++++ DATA FOR ANALYSIS

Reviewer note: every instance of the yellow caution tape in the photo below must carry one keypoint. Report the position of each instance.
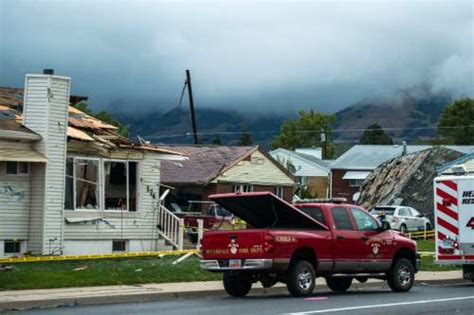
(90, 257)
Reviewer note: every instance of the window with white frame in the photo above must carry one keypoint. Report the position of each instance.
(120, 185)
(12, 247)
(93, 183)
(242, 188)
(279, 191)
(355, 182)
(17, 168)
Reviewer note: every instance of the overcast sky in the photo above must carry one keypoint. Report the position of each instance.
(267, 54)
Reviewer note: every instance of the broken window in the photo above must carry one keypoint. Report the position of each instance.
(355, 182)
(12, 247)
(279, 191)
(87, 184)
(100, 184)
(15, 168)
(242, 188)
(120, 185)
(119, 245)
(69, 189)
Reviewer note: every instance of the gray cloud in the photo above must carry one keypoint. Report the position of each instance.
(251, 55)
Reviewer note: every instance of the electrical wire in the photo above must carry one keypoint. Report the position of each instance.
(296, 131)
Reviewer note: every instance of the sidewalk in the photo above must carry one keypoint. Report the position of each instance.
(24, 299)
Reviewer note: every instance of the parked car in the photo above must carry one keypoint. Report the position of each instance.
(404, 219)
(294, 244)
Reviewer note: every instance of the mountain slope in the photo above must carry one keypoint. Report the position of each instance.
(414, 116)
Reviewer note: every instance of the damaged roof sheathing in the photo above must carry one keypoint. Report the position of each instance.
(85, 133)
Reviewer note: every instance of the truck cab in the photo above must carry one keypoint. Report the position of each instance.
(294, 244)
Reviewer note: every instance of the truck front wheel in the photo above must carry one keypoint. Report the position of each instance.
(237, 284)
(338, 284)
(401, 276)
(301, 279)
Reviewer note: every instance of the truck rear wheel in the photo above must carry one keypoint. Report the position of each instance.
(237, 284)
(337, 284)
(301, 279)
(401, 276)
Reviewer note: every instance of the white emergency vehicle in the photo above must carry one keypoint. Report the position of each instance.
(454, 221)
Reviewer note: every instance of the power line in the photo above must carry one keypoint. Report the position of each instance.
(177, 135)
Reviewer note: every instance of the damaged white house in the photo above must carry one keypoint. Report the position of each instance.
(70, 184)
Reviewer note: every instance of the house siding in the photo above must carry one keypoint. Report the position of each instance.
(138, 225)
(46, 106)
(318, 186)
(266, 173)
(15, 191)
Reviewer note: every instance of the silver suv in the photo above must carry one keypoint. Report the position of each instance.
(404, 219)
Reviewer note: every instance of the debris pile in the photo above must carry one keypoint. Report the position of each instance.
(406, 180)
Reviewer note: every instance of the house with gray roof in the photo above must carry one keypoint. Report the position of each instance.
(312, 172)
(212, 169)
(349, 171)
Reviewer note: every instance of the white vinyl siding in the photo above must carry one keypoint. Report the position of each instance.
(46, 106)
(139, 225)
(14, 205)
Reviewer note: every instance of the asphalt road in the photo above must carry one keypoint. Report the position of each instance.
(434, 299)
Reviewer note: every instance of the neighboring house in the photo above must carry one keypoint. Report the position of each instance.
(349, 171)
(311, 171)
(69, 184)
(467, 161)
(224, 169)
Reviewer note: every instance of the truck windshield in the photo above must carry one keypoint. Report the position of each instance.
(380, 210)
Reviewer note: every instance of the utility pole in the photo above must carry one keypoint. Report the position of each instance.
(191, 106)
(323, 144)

++++++++

Retype the records above exactly, and keep any picture out of what you write.

• SOLUTION:
Reviewer note: every instance of the yellow caution tape in the photo below must carry one keypoint. Report the position of each instance.
(90, 257)
Reviewer note: every instance of the window with white frame in the photo above must carry one keypoint. Report the position of each instance.
(120, 185)
(12, 247)
(93, 183)
(242, 188)
(279, 191)
(355, 182)
(17, 168)
Reviewer note: every instance of the overcast sky in the photo above must carry one keypoint. Report the position of each instance.
(267, 54)
Reviewer note: every instance of the broken window in the photo above must carry one keypoint. Report the position of each instance.
(355, 182)
(12, 247)
(279, 191)
(87, 184)
(100, 184)
(15, 168)
(242, 188)
(120, 185)
(119, 245)
(69, 189)
Reviewer note: every instance of the gray cloud in the photo above must carry one keypoint. Report the position of each instance.
(251, 55)
Reviewer note: every instance of the electrical wire in the photo above must carry one keypoint. Report the position of each instance.
(296, 131)
Reviewer note: every instance of the sidewalk in the photo above must carry one keypoint. Report the position of each instance.
(24, 299)
Reviewer note: every instance of the parked car in the photo above must carry one keypoint. Report the position of each instance.
(404, 219)
(294, 244)
Reviewer note: every instance of the mountain slope in the photo above must carry one keypoint. Report the position of each instance.
(414, 116)
Reviewer note: every instance of the damaged roof sheathing in the photo above must carry one keypoint. Report the position of each instance.
(85, 133)
Reviewer note: every instance of the truck cab in the photo above must carry one keypoint. Report the position of each instance.
(294, 244)
Reviewer note: every instance of the truck front wheel in the photo above must carry one keypoint. Report the position of each instance.
(237, 284)
(338, 284)
(401, 276)
(301, 279)
Reviewer note: every instance of the truck rear wheel in the photo above must carry one keypoint. Report the position of each instance.
(237, 284)
(337, 284)
(301, 279)
(401, 276)
Reviewer note: every instance of the white emergency vehicle in the photo above must carry one keypoint. Report the position of each instance.
(454, 221)
Reviewer note: every instance of the power line in the photo above must carry one keypoint. Report the position of each instance.
(177, 135)
Reviewer note: every instance of the damaged white house in the photo above must carry one keypoint. Report the position of each instance.
(70, 184)
Reviewer note: every instance of the house siding in the photo above must carry one keypoint. Report the position of each instance.
(138, 225)
(46, 106)
(318, 186)
(266, 173)
(15, 191)
Reviewer note: every instance of the silver suv in the photo above must carry one keypoint. Report the position of each instance.
(404, 219)
Reviewer note: every instance of the debris pile in the photo above must carry one keypoint. Report the position of each instance.
(406, 180)
Reviewer note: every instance of the house with gray roof in the photo above must carry one keypoint. Report the position of each instance.
(312, 172)
(212, 169)
(349, 171)
Reviewer note: every instance of the white vinyl siding in the photo above must carry one keypoint. Report the position of each instance.
(46, 106)
(139, 225)
(14, 205)
Reviewer note: every instance of the asphalt road in the photo above must carry one keypoint. Report the position of each instance.
(434, 299)
Reviewer note: every instance of the neighboring house in the photo above must carry one keypoint. Report the position of each instance.
(349, 171)
(311, 171)
(69, 184)
(467, 161)
(224, 169)
Reviewer note: every instance of the truck windshield in the photo above must carry one keypoint. Report the position of each instance.
(380, 210)
Reviewer note: every instance of the utility pole in the photo above must carry one keypoint. Report the position of each instance.
(191, 106)
(323, 144)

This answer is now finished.